== SUPPLIED INFORMATION ==

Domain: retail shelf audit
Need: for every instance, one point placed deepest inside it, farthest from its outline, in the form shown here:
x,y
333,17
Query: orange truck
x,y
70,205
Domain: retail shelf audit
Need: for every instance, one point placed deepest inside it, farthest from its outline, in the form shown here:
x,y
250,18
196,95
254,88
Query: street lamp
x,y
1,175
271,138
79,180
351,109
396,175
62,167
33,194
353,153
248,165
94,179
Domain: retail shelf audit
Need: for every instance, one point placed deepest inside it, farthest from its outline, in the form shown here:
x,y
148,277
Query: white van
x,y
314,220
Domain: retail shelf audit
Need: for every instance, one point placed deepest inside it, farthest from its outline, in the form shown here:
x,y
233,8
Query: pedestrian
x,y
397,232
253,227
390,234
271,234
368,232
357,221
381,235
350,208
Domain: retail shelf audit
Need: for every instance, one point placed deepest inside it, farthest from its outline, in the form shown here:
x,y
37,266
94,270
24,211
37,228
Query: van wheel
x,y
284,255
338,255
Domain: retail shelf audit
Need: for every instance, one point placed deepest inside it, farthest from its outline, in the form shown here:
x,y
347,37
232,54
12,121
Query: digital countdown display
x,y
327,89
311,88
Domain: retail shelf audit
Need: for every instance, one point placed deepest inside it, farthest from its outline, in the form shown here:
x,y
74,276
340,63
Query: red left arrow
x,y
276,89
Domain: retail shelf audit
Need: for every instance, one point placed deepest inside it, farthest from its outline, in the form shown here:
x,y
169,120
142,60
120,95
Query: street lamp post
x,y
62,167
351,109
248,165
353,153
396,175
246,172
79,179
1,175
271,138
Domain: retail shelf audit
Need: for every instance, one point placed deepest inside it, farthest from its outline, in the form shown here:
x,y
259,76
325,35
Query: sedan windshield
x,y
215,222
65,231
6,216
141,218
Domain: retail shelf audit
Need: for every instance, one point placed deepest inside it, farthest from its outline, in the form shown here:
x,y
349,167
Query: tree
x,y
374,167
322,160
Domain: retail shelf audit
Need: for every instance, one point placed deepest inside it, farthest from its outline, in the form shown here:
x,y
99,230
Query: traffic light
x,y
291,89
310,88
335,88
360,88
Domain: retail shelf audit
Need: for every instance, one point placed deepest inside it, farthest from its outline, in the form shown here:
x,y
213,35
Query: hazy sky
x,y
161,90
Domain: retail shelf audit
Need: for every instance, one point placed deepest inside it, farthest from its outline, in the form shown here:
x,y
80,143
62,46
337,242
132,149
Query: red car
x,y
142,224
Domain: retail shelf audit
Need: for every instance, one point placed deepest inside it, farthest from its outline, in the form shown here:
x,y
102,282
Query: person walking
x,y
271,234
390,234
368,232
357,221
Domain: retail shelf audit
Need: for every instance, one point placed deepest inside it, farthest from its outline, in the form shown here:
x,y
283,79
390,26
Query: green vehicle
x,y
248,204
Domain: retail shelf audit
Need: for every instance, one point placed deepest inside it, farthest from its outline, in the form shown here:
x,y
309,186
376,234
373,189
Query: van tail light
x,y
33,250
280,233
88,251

===

THE TASK =>
Copy every line of the data above exactly.

EXERCISE SOLUTION =>
Domain: retail shelf audit
Need: for every instance, one point placed deepest inside it, farthest from its outline, in the form shown here:
x,y
333,17
Query: orange truck
x,y
70,205
Domain: retail shelf audit
Need: for every instance, one point placed deepest inside it, farthest from its outline, in the form shown here:
x,y
250,18
196,95
254,88
Query: street lamp
x,y
1,175
271,138
79,180
351,109
396,175
62,167
33,194
353,153
248,165
94,179
Domain: retail shelf audit
Need: for every instance, one point placed deepest inside it, farthest from its outline, in the form shown here:
x,y
148,277
Query: white van
x,y
314,220
Domain: retail shelf audit
Need: for every instance, one point placed deepest inside it, farthest from its outline, in the form shown here:
x,y
233,8
Query: pedestrian
x,y
397,232
253,227
390,234
271,234
368,232
357,221
381,235
350,208
Domain: retail shelf audit
Need: for every instance, one point placed deepest inside it, farthest from its outline, in the form shown here:
x,y
37,266
94,270
24,211
37,228
Query: van wheel
x,y
284,255
338,255
Domain: retail shelf audit
Need: for every instance, one point placed deepest inside it, farthest from its outline, in the form shown here:
x,y
347,37
232,54
12,121
Query: digital countdown display
x,y
327,89
311,88
Domain: retail shelf audit
Need: for every instance, one point placed deepest inside it, farthest from its outline, in the form shown here:
x,y
74,276
340,63
Query: red left arrow
x,y
276,89
Domain: retail shelf audit
Need: for every instance, one point placed deepest inside it, farthest from its outline, in the form shown here:
x,y
169,120
142,60
120,95
Query: street lamp post
x,y
62,167
351,109
248,165
353,153
396,175
246,172
79,179
1,175
271,138
Domain: retail shelf audit
Need: for every instance, one point placed deepest inside it, farthest from its outline, in the form shown here:
x,y
259,76
325,35
Query: sedan windshield
x,y
215,222
65,231
6,216
141,218
Domain: retail shelf audit
Need: for every instance, one point placed deepest inside it, farthest from its outline, in the form shown here:
x,y
349,167
Query: tree
x,y
374,167
322,160
Domain: retail shelf audit
Need: for every instance, one point placed deepest inside it, farthest from its outline, in the form shown here:
x,y
99,230
Query: traffic light
x,y
291,89
310,88
335,88
360,88
Domain: retail shelf audit
Need: for every instance, one point placed deepest inside it, farthest from its outline, in the form shown here:
x,y
213,35
Query: hazy sky
x,y
161,90
Domain: retail shelf audit
Need: for every instance, one point placed deepest inside it, farthest from its outline, in the form shown here:
x,y
80,143
62,46
337,242
132,149
Query: red car
x,y
142,224
Domain: retail shelf audit
Need: for every instance, one point placed deepest inside it, farthest from its outline, in the form shown here:
x,y
102,282
Query: person walking
x,y
271,234
390,234
368,232
357,221
Domain: retail shelf audit
Need: for every instance, one point placed deepest inside it, farthest from its outline, in the form shown here:
x,y
283,79
390,26
Query: green vehicle
x,y
248,204
Domain: retail shelf audit
Need: for every instance, one point placed deepest inside it, farthest from its outline, in the form shown here:
x,y
309,186
376,234
373,189
Query: van tail light
x,y
33,250
280,233
88,251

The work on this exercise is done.